Supplied entries:
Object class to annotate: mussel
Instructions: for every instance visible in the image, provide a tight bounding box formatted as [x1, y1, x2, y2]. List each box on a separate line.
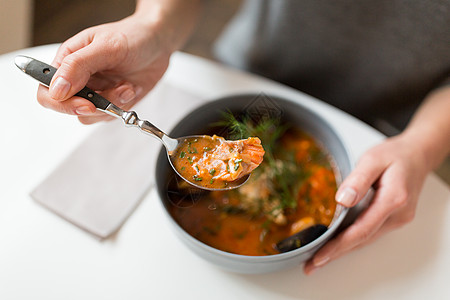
[275, 224, 328, 253]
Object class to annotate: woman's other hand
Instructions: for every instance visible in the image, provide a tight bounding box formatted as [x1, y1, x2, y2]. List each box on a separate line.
[304, 86, 450, 275]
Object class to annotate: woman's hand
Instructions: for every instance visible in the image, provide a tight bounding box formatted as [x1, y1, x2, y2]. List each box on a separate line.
[36, 17, 169, 124]
[304, 86, 450, 275]
[36, 0, 201, 124]
[304, 133, 428, 274]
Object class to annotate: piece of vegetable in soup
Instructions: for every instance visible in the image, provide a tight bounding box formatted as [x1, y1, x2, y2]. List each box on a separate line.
[171, 135, 265, 189]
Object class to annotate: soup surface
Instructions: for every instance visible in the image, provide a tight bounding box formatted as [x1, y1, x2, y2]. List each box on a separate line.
[167, 115, 338, 256]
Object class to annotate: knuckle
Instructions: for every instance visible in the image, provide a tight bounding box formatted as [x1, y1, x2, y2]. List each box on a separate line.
[345, 225, 372, 244]
[392, 189, 409, 209]
[62, 53, 86, 74]
[97, 31, 126, 51]
[360, 150, 379, 166]
[108, 34, 126, 51]
[346, 171, 372, 191]
[54, 102, 75, 115]
[102, 32, 128, 61]
[357, 172, 372, 188]
[356, 228, 372, 243]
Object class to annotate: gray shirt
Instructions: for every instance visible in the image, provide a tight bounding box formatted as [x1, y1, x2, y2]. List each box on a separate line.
[214, 0, 450, 133]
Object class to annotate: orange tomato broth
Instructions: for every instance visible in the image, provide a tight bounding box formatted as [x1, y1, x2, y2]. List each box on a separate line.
[171, 136, 226, 189]
[167, 128, 337, 256]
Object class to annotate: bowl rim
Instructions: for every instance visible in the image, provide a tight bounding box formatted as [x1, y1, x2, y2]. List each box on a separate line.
[155, 92, 353, 260]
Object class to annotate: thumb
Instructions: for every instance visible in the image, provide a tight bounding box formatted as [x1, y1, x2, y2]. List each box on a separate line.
[48, 34, 127, 101]
[336, 153, 387, 207]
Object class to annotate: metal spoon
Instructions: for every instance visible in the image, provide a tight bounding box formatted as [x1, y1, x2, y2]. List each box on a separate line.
[14, 55, 250, 191]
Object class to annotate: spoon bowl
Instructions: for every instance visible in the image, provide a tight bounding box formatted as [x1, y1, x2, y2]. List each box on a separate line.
[168, 135, 250, 191]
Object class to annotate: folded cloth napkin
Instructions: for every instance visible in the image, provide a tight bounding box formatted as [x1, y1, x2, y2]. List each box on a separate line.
[31, 83, 204, 239]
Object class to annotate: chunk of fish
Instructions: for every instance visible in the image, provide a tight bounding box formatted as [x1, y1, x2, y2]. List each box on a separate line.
[195, 135, 265, 182]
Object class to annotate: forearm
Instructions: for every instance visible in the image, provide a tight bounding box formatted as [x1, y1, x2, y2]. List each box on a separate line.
[133, 0, 202, 52]
[402, 85, 450, 171]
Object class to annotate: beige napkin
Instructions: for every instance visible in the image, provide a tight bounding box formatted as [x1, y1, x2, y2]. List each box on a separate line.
[31, 83, 204, 239]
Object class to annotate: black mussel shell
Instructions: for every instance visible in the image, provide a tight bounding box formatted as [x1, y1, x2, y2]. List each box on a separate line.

Work task: Nothing should appear in the answer except the lines above from the line with "Object class to annotate: piece" through the line with "Object class to annotate: chunk of fish", both included, written out exactly.

Exercise output:
Object class to annotate: piece of vegetable in soup
Instructions: for every instance visible in the image, provide a tight bounding box formatted as [x1, y1, x2, y2]. List each box on a separate line.
[171, 135, 265, 189]
Object class to annotate: soup surface
Instructions: for every instance visible in the image, provide a tight bounding box formatted as [x1, y1, x2, y2]. List each box on a separate line.
[167, 115, 338, 256]
Object class to annotate: knuckle
Instructions: for every instance visible in the image, provide a tight bounding box formatted as [x1, y1, x2, y2]. List each box on a separate line.
[345, 225, 372, 244]
[392, 189, 409, 209]
[62, 53, 86, 74]
[97, 31, 126, 51]
[360, 150, 379, 166]
[108, 34, 126, 51]
[346, 171, 372, 191]
[54, 102, 75, 115]
[102, 32, 128, 61]
[357, 172, 372, 188]
[356, 228, 372, 243]
Object class to annotate: gray shirt
Instructions: for every instance visible in the image, provide a tight bounding box formatted as [x1, y1, x2, y2]. List each box on a separate line.
[214, 0, 450, 133]
Object class to annotate: orange tomato broth
Instructions: for every instance visible in the image, provide a tight bounding box formatted as [x1, y1, x2, y2]. List each box on a separate line.
[171, 136, 226, 189]
[167, 128, 337, 256]
Object class to annotate: bowl rim
Instructions: for every instance visible in the image, provide a tight bounding box formatted as [x1, y1, x2, y2]. List each box on a separate line.
[155, 92, 353, 260]
Object class to annotate: thumb
Instructions: for every instance visible in the image, provide a tight bounding box formatted as [x1, y1, x2, y2]. List each box on a separate line.
[48, 34, 127, 101]
[336, 153, 387, 207]
Object class to annotate: metal spoon
Instructions: for every instance visible in the image, provide a tight bounding box formatted as [x1, y1, x2, y2]. List each box on a separate line.
[14, 55, 250, 191]
Object class to annotate: spoon bowl
Instructions: for every instance visible in the image, provide a tight bounding box formatted as [x1, y1, x2, y2]. List each box on a separate line.
[168, 135, 250, 191]
Object class to annotate: folded cloth napkin
Instructions: for every instance visible in the image, provide a tight bounding box formatted as [x1, y1, x2, y2]. List each box on a separate line.
[31, 83, 204, 239]
Object class to annotate: chunk of fish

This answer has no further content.